> TASK DIRECTIONS: All records below must be reproduced exactly, although any pictures they contain are to be omitted.

══════════

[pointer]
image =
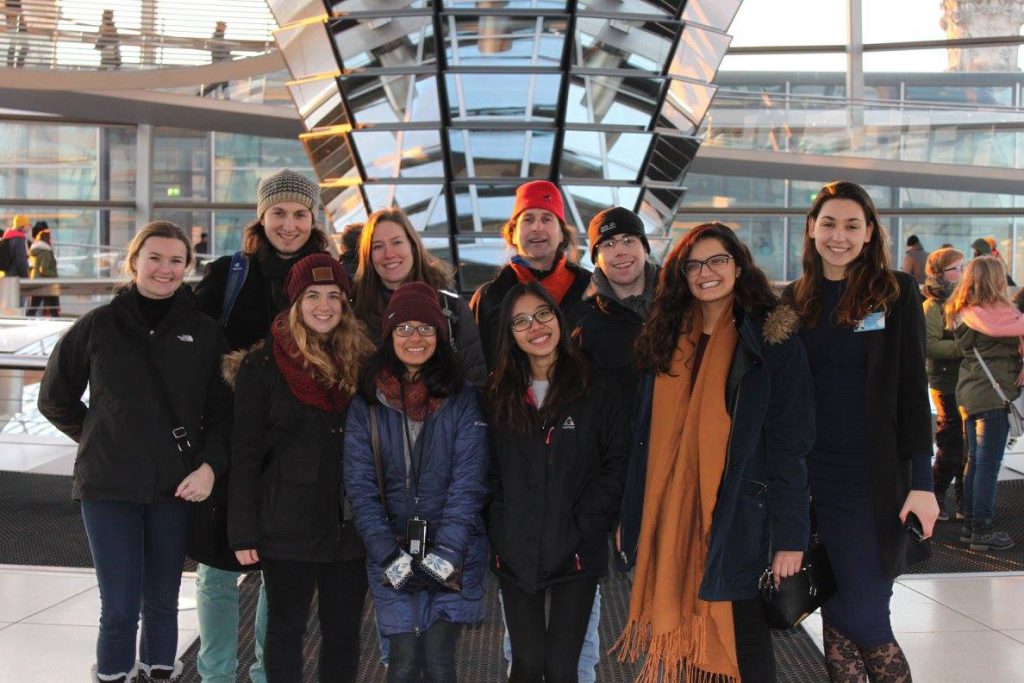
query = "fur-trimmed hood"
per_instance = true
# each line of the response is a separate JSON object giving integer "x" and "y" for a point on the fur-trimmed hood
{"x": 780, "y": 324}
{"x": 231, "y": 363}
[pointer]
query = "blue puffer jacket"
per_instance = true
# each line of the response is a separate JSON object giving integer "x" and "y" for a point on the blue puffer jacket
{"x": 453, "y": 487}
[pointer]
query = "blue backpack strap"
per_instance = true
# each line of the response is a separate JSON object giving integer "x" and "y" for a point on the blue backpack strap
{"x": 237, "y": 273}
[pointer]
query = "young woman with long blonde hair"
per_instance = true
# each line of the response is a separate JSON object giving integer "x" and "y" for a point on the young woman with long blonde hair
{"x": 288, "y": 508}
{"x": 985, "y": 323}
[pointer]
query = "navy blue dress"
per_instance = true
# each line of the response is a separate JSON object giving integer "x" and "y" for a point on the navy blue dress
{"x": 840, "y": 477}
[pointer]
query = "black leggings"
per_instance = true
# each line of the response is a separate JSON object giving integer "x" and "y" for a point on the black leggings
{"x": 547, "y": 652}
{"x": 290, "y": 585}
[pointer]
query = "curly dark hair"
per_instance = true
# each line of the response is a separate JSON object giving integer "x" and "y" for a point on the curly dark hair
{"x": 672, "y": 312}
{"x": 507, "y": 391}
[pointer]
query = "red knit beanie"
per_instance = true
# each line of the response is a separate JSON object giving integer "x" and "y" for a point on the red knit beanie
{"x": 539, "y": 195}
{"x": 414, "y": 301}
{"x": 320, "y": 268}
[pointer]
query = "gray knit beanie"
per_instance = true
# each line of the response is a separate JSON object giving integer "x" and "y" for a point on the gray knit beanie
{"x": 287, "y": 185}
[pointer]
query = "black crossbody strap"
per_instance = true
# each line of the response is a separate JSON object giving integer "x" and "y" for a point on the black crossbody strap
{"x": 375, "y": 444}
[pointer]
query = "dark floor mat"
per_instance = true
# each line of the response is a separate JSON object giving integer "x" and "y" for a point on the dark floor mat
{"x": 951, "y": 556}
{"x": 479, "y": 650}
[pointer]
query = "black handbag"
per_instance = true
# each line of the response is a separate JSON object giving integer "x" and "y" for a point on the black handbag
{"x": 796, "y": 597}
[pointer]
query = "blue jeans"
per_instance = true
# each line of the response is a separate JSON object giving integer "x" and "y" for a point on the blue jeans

══════════

> THE ANSWER:
[pointer]
image =
query = "fur-trimmed hood"
per_instance = true
# each line of the response is a separate JSON object giving integer "x" and "y" for a point on the fur-trimmed hood
{"x": 780, "y": 324}
{"x": 231, "y": 363}
[pointer]
query = "blue puffer jacket"
per_instance = true
# each line of the response is a separate JSON object giving integer "x" and "y" for a point on the blue puffer jacket
{"x": 453, "y": 487}
[pointer]
query = "blue backpack strap"
per_instance = true
# each line of the response is a separate JSON object giving integer "x" and "y" for a point on the blue backpack strap
{"x": 237, "y": 273}
[pointer]
query = "young woman with long blonde hair"
per_instance = true
# each line of the response is a separate JSON object giving integer "x" and "y" for a point on the young woman with long blonde hair
{"x": 288, "y": 508}
{"x": 985, "y": 323}
[pointer]
query = "navy blue dress"
per_instance = true
# each line of the response is a separate JSON object giving integer "x" and "y" for a point on the navy blue dress
{"x": 840, "y": 477}
[pointer]
query = "black leggings"
per_instance = true
# each line of the response is a separate JSON object giving integer "x" and "y" for a point on the black leggings
{"x": 547, "y": 652}
{"x": 290, "y": 585}
[pointer]
query = "curly dark hair"
per_instance = true
# each line of the response is a separate JSON object giving integer "x" and "y" for a point on the curly dark hair
{"x": 672, "y": 312}
{"x": 507, "y": 391}
[pointer]
query = "red knit beanie"
per_instance = true
# each line of the response is a separate JSON object giving integer "x" and "y" for a point on the red knit beanie
{"x": 539, "y": 195}
{"x": 414, "y": 301}
{"x": 320, "y": 268}
[pointer]
query = "gray knit beanie"
per_instance = true
# each line of the response is a separate JSON object giving integer "x" and "y" for a point on the gray knit beanie
{"x": 287, "y": 185}
[pointer]
query = "black crossbody strap"
per_instance = true
# each line of the response is a separate JSON object giving integer "x" and "y" for a point on the black crossbody strap
{"x": 375, "y": 444}
[pointer]
query = "dark floor mat"
per_instance = true
# each line of the response is a separate JSON object giving integer "x" and "y" for a point on the dark floor mat
{"x": 951, "y": 556}
{"x": 479, "y": 650}
[pointer]
query = "black handbag"
per_instance = true
# each line of the response is a separate JSON object giving integer "x" and "y" for a point on the black handbag
{"x": 796, "y": 597}
[pointer]
query = "blue jeans"
per_instance = true
# each line of the response is a separate JSON object giving integer "x" and "y" for a point on the blue jeans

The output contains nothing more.